Problem: How many lines in the items below contain the string "instance"? Case must match. Reply with the number alone.

Material:

......

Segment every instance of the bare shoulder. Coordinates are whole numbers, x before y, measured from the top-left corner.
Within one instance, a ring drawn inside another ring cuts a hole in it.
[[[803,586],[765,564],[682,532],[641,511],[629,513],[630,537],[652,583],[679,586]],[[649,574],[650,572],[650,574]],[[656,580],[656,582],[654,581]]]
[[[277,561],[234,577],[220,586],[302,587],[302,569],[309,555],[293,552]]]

......

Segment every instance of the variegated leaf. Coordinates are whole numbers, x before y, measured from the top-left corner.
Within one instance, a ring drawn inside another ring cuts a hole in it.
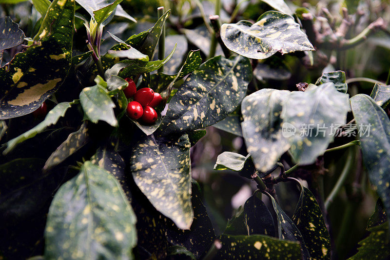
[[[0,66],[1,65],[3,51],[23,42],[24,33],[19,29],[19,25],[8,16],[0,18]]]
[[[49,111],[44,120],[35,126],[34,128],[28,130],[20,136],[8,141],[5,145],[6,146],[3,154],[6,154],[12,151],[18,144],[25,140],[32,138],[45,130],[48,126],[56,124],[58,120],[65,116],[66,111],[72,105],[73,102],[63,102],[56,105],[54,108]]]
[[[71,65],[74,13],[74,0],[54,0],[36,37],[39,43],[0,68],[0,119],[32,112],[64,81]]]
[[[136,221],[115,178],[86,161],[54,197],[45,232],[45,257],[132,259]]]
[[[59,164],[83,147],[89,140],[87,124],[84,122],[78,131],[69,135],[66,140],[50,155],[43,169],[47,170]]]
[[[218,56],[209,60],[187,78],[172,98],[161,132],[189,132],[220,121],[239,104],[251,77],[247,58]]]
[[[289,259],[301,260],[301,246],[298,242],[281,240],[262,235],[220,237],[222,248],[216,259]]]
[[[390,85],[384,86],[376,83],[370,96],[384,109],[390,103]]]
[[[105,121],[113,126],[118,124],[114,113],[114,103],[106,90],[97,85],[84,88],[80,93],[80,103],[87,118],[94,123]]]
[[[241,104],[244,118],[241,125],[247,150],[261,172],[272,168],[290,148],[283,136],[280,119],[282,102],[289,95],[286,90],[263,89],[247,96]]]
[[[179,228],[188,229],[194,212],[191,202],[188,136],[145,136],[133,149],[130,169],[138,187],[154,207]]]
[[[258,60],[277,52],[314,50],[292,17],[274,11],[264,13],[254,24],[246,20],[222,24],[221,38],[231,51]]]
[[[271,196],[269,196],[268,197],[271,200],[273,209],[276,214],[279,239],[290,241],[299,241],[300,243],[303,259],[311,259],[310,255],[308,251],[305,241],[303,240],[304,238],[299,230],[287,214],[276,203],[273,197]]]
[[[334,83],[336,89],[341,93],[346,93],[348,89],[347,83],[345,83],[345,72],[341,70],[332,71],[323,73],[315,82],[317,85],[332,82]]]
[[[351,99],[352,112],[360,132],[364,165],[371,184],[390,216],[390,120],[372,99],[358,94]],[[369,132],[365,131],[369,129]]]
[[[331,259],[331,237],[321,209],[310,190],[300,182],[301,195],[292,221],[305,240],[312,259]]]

......

Solution to the problem: 4